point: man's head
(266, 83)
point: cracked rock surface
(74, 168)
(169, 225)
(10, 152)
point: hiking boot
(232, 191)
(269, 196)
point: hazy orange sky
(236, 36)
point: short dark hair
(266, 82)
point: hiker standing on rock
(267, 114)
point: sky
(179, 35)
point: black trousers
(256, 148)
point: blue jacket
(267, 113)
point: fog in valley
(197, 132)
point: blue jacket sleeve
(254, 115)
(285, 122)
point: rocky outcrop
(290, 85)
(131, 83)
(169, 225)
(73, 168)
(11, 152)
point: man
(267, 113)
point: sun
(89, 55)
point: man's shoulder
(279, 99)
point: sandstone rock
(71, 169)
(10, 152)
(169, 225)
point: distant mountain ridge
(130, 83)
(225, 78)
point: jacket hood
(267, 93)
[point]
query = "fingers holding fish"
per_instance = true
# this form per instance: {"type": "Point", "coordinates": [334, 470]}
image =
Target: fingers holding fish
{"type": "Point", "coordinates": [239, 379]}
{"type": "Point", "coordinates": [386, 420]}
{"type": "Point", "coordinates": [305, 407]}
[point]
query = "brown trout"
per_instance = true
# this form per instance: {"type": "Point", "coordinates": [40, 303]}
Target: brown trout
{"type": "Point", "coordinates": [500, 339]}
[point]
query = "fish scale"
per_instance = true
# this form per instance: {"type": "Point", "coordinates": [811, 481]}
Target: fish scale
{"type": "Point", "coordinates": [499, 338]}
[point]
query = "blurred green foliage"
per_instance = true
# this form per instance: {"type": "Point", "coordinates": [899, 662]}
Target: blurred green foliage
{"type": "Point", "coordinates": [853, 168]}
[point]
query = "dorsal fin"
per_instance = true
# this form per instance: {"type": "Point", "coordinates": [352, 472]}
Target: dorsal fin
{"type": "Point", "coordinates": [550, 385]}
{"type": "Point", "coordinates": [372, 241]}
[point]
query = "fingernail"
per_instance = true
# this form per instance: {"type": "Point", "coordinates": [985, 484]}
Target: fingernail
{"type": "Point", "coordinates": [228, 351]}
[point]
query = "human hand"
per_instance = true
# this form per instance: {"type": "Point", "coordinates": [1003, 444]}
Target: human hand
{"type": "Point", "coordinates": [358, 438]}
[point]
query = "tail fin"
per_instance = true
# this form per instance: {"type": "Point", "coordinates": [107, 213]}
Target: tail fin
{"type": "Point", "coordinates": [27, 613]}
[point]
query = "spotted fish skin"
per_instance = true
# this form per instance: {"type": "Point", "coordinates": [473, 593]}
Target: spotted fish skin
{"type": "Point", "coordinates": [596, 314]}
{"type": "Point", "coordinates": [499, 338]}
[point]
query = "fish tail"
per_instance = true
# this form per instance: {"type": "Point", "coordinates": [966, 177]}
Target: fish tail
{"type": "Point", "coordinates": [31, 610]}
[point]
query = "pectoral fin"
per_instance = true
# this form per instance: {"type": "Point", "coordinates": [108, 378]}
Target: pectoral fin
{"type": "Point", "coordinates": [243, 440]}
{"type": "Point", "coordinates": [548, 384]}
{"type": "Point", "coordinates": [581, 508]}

.....

Where does "this" appear in the records above? Copy each line that holds it.

*Task result*.
# this form per instance: {"type": "Point", "coordinates": [334, 470]}
# this form per instance: {"type": "Point", "coordinates": [40, 303]}
# this form per instance: {"type": "Point", "coordinates": [811, 481]}
# this form per instance: {"type": "Point", "coordinates": [899, 662]}
# this form per instance: {"type": "Point", "coordinates": [352, 472]}
# this form per instance: {"type": "Point", "coordinates": [985, 484]}
# this form per instance: {"type": "Point", "coordinates": [1003, 444]}
# this form per instance: {"type": "Point", "coordinates": [107, 213]}
# this form per instance: {"type": "Point", "coordinates": [473, 593]}
# this form per instance: {"type": "Point", "coordinates": [966, 177]}
# this form per instance: {"type": "Point", "coordinates": [108, 378]}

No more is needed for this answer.